GIVEN EXERCISE =
Output verbatim only the lines starting with the line that contains "the **bird's body**." and going on through the line that contains "116 29 L 118", with both of those lines included.
--------
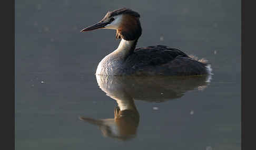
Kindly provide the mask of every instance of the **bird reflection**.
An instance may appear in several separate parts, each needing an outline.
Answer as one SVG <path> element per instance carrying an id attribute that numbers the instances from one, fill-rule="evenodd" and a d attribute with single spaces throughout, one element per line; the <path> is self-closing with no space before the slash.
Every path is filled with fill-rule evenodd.
<path id="1" fill-rule="evenodd" d="M 211 75 L 194 77 L 96 76 L 100 88 L 115 100 L 114 118 L 80 120 L 97 125 L 104 136 L 125 141 L 135 137 L 140 115 L 134 100 L 161 102 L 180 98 L 186 92 L 203 90 Z"/>

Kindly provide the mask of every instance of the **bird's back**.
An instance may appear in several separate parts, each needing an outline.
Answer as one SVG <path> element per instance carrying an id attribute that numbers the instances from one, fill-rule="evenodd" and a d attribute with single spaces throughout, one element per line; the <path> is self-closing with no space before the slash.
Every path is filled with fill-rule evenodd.
<path id="1" fill-rule="evenodd" d="M 127 75 L 194 76 L 207 74 L 206 65 L 179 49 L 157 45 L 135 49 L 122 70 Z"/>

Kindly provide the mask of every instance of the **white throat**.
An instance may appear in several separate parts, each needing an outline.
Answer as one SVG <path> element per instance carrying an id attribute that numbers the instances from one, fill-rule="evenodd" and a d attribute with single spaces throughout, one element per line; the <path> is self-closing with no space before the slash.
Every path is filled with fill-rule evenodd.
<path id="1" fill-rule="evenodd" d="M 119 55 L 119 56 L 126 56 L 130 52 L 131 49 L 132 47 L 134 46 L 133 45 L 135 42 L 135 40 L 126 40 L 122 39 L 117 48 L 112 53 Z"/>

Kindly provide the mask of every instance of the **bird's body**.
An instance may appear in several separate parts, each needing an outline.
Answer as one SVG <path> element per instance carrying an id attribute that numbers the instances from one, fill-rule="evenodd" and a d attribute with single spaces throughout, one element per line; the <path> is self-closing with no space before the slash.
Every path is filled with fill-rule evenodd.
<path id="1" fill-rule="evenodd" d="M 116 29 L 118 48 L 100 62 L 96 74 L 108 76 L 194 76 L 210 73 L 209 65 L 181 50 L 157 45 L 135 49 L 141 35 L 140 15 L 123 8 L 109 12 L 97 24 L 82 31 L 99 28 Z"/>

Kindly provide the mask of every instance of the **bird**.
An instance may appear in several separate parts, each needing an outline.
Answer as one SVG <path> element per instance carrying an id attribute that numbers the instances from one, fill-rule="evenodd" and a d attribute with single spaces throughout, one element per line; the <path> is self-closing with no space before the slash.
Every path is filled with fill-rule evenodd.
<path id="1" fill-rule="evenodd" d="M 116 30 L 118 47 L 99 63 L 96 75 L 198 76 L 211 73 L 209 63 L 196 60 L 180 50 L 164 45 L 136 48 L 142 34 L 140 15 L 123 8 L 108 12 L 99 22 L 81 30 Z"/>

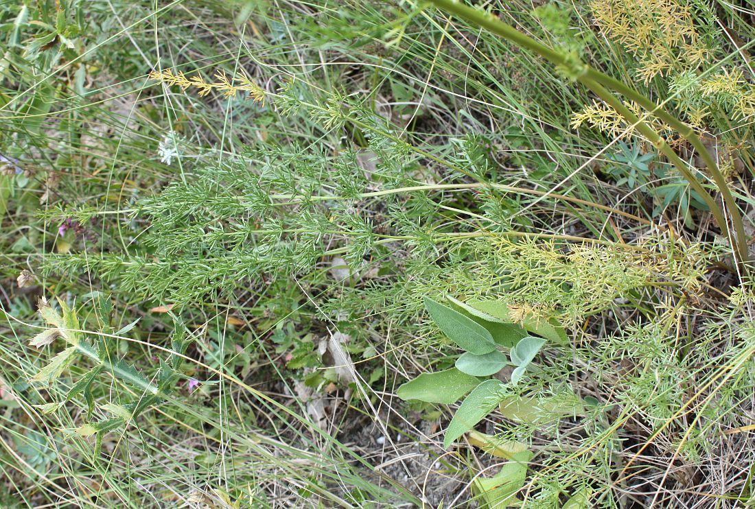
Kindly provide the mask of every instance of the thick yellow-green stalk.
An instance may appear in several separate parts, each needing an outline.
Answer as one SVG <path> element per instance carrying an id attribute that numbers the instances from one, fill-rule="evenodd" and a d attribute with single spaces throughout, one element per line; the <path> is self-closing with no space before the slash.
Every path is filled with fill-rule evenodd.
<path id="1" fill-rule="evenodd" d="M 620 115 L 626 118 L 627 122 L 636 127 L 637 130 L 646 136 L 659 152 L 668 158 L 669 161 L 689 182 L 692 188 L 700 194 L 706 204 L 710 208 L 711 213 L 713 213 L 721 233 L 729 240 L 737 261 L 739 263 L 744 263 L 747 261 L 747 239 L 741 215 L 737 208 L 734 197 L 732 195 L 726 180 L 719 170 L 715 159 L 689 126 L 676 118 L 660 105 L 656 104 L 631 87 L 591 68 L 586 63 L 572 61 L 572 59 L 568 58 L 559 51 L 522 33 L 491 13 L 468 7 L 458 0 L 430 0 L 430 2 L 439 8 L 501 35 L 517 46 L 531 50 L 551 63 L 565 69 L 572 78 L 590 88 L 602 100 L 613 106 Z M 701 158 L 705 161 L 710 176 L 721 192 L 726 212 L 729 213 L 733 225 L 733 232 L 730 233 L 729 232 L 729 223 L 723 210 L 718 205 L 715 198 L 705 190 L 700 181 L 686 167 L 684 161 L 652 127 L 633 115 L 618 97 L 609 91 L 609 89 L 612 89 L 627 99 L 637 103 L 649 113 L 665 121 L 695 147 Z"/>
--------
RESPONSE BELOW =
Kindly provide the mask of every instance of the **bird's body**.
An instance may appear in several separate parts, each needing an outline.
Answer as one SVG <path> element per instance carrying an id attribute that numbers the instances from one, fill-rule="evenodd" and a d attribute with single spaces throughout, one element per line; the <path> is self-closing with no space before the slash.
Every path is filled with fill-rule evenodd.
<path id="1" fill-rule="evenodd" d="M 116 29 L 118 48 L 100 62 L 96 74 L 108 76 L 194 76 L 210 73 L 209 65 L 181 50 L 157 45 L 135 49 L 141 35 L 140 15 L 123 8 L 109 12 L 97 24 L 82 31 L 99 28 Z"/>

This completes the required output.